Task: Report every line of the listing that contains the word "Thanks", matching its case exactly.

Records:
--
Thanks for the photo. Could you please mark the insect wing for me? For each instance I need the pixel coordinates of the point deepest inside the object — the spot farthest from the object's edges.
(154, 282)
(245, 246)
--
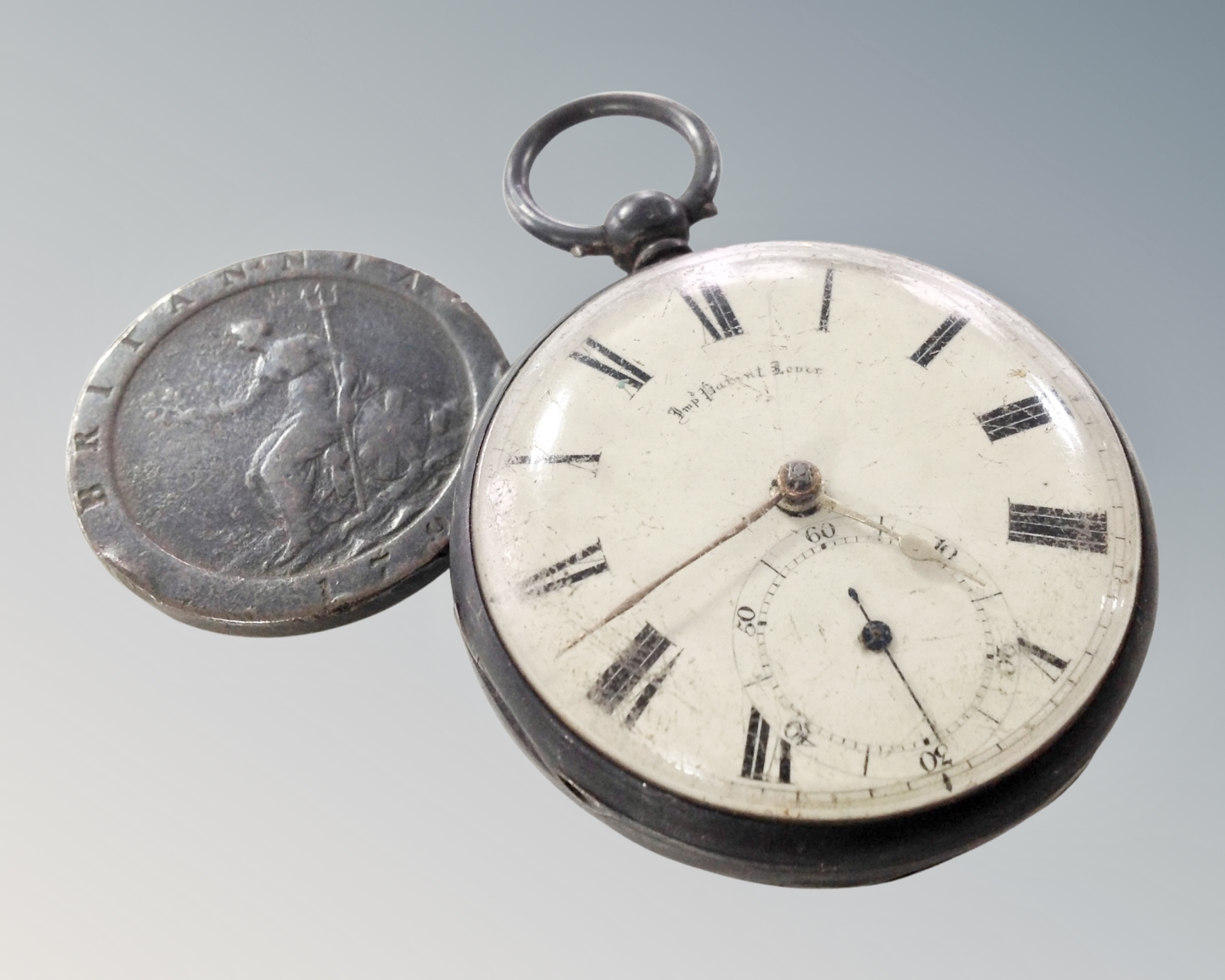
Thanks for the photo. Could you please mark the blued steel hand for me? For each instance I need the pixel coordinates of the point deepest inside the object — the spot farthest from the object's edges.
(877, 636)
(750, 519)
--
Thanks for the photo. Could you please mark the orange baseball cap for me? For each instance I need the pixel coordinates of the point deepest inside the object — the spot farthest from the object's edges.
--
Expected answer:
Thanks for the photo. Could you please mark the insect wing for me? For each instance I need the pixel coordinates of the point deepest inside the object — the spot farthest from the object's edges.
Thanks for the photo. Could you please mark the blued steel hand for me? For each instance I need the pixel coordinates of the point deepest inside the object — the spot farthest from the object's edges.
Thanks for the photo. Could you please mark the orange baseball cap for me? For each instance I need the pixel coordinates of the point deepest inside the object — the spot farthest from the object's edges.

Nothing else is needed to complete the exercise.